**Page excerpt:**
● ● ● ● ●

Now that we’ve got those definitions down, here’s how to figure the deduction:
If your taxable income is below the threshold amount, the deductible amount for each of your businesses is simply 20% of your QBI with respect to each business.
- So, if your income is $50,000 and your QBI is $40,000, then your deduction is $8,000, or 20% of your QBI. You’re under the threshold amount so no need to do any more math.
If you are above the threshold amount, you are subject to limitations and exceptions which are determined by your occupation and a wage (and capital) limit.
Let’s look at specified service trade or businesses first. To figure QBI for a specified service trade or business, you take into account the applicable percentage of qualified items of income, gain, deduction, or loss, and allocable W-2 wages. When figuring the wage (and capital) limit, you’ll include total wages paid to employees during the tax year but not those which are properly allocable to QBI (in other words, don’t double count).
Here’s how it works: Figure 20% of your QBI (a) and compare that to an additional formula (b): the greater of 50% of W-2 wages with respect to your trade or business or the sum of 25% of W-2 wages + 2.5% of the unadjusted basis, immediately after acquisition, of all qualified property. Don’t forget to take into account the applicable percentage rate – 100% less the excess of the taxable income over the threshold amount divided by the range amount or in more simple terms, it’s pro-rated for the amount you’re over the threshold.
- So let’s say that you are a single taxpayer with taxable income of $200,000. Let’s also say that included in that amount is $100,000 in income from your law firm with applicable W-2 wages of $90,000.

● ● ● ● ●

**Stored rows:**
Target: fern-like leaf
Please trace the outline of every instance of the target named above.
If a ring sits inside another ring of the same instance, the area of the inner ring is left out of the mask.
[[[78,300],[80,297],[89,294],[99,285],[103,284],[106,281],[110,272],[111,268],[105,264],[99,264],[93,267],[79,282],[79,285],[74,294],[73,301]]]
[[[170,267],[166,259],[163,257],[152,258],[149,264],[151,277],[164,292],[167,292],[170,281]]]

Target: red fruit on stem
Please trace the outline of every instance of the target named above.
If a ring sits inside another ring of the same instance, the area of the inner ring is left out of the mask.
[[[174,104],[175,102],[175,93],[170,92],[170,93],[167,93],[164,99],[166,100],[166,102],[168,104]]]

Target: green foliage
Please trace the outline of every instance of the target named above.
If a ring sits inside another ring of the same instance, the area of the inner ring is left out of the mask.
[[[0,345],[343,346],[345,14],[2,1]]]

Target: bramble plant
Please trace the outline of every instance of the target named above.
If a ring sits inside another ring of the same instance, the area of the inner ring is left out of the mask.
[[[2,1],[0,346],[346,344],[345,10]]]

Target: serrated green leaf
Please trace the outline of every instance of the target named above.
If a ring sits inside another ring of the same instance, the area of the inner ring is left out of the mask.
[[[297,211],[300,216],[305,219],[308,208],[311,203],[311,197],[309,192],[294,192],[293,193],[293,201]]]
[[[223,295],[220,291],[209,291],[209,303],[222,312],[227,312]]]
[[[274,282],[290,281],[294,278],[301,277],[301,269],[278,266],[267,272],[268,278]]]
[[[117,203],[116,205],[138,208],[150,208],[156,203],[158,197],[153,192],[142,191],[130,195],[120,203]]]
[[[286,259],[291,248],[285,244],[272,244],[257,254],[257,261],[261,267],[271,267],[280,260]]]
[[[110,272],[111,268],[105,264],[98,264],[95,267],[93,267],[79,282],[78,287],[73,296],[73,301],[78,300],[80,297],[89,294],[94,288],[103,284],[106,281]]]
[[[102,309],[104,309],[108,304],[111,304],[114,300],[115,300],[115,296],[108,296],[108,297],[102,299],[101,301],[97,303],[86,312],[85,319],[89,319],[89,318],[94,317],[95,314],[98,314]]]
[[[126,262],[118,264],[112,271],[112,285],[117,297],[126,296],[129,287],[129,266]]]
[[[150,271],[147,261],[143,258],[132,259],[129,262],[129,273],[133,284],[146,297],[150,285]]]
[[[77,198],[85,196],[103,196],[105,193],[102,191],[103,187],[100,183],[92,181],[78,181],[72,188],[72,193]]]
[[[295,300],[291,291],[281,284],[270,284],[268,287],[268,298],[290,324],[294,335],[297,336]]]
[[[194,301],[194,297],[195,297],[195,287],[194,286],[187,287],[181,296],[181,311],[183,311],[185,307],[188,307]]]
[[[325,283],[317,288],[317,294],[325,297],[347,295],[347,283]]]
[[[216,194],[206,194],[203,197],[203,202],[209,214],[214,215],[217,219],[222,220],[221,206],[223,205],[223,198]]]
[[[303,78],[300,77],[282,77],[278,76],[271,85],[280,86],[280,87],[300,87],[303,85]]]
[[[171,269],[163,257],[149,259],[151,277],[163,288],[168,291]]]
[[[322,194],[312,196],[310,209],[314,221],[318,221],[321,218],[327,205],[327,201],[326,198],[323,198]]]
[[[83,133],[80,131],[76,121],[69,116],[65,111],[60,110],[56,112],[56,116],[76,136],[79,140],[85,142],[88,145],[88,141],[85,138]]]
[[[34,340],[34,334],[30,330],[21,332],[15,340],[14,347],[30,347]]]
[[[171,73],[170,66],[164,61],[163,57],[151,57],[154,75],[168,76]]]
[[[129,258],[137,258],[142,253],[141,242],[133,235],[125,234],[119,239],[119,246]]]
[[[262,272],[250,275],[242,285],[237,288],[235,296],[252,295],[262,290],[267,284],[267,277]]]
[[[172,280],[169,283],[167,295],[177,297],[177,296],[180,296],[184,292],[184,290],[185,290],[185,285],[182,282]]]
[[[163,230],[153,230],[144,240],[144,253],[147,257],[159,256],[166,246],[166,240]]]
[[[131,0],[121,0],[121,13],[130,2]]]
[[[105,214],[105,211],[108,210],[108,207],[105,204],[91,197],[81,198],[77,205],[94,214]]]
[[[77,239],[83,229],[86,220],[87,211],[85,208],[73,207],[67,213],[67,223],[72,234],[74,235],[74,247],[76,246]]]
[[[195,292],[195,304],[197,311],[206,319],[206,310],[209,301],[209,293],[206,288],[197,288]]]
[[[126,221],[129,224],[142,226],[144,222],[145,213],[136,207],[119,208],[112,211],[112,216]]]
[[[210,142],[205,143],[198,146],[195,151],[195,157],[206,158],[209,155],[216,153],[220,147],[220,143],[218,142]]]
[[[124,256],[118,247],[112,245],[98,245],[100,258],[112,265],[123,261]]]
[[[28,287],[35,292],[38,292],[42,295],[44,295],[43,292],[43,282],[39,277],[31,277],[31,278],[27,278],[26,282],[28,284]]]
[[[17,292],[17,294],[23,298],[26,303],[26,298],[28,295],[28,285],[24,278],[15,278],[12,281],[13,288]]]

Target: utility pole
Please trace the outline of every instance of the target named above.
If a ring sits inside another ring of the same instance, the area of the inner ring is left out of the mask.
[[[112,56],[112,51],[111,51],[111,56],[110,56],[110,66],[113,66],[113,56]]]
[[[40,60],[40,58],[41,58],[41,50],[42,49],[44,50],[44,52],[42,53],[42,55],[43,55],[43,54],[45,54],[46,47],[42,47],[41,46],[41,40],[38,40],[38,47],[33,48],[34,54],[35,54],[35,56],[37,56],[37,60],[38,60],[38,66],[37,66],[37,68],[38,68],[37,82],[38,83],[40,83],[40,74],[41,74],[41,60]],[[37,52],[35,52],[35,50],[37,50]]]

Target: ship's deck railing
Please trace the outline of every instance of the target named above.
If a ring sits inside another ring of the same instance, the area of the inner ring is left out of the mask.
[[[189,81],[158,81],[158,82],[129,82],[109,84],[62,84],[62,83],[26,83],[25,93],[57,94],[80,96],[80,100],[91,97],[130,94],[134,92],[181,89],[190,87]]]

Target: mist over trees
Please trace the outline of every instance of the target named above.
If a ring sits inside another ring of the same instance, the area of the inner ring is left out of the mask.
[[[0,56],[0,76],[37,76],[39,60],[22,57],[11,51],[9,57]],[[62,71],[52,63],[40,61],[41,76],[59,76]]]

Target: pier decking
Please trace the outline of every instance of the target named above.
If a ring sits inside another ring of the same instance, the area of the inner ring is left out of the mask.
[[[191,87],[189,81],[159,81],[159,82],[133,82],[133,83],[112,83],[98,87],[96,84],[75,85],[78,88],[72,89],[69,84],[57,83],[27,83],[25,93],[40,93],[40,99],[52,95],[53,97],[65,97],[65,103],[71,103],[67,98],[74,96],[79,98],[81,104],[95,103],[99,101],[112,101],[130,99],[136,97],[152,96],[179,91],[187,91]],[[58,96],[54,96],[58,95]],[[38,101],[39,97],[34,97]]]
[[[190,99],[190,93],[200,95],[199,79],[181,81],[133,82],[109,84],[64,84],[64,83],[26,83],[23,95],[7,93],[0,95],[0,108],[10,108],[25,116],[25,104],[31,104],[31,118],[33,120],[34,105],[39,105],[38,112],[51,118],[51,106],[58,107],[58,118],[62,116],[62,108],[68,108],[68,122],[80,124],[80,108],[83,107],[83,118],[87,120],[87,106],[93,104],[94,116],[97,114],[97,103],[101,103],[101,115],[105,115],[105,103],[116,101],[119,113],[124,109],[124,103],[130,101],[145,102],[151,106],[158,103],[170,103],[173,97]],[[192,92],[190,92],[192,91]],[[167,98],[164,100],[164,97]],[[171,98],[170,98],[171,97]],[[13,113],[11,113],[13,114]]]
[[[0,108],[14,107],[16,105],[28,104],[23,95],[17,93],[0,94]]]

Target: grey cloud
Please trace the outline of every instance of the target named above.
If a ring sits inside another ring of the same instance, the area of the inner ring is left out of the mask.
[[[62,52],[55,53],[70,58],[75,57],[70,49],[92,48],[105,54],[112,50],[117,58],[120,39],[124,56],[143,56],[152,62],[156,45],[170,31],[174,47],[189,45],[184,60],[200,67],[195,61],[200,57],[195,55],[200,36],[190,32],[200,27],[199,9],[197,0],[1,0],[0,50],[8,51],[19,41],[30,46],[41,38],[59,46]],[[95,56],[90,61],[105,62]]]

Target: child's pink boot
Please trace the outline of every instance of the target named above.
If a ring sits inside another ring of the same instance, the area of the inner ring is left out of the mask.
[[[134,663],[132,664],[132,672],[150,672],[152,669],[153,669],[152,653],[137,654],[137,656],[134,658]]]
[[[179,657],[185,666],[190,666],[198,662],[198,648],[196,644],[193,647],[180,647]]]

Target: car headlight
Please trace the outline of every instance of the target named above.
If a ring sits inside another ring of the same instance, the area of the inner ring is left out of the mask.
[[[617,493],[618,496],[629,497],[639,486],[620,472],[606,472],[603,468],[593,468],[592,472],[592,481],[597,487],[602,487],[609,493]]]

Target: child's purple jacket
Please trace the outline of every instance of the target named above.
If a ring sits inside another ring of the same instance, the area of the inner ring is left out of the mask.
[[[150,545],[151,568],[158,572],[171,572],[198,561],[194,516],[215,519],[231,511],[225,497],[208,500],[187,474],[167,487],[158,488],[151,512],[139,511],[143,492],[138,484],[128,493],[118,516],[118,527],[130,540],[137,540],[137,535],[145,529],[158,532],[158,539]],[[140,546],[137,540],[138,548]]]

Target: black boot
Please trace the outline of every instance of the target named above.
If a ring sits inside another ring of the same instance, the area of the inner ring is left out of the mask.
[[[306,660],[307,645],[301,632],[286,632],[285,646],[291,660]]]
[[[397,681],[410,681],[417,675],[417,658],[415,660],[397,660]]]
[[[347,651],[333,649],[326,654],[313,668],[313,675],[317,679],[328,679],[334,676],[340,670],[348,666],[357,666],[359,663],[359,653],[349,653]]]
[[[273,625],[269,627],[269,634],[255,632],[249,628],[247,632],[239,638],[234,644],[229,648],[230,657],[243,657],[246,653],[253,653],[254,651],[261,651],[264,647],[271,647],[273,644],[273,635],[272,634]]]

● ● ● ● ●

**The problem:** Reproduce the passage from the tax deduction explanation word for word, starting with "- So, if your" and going on through "any more math.".

**Response:**
- So, if your income is $50,000 and your QBI is $40,000, then your deduction is $8,000, or 20% of your QBI. You’re under the threshold amount so no need to do any more math.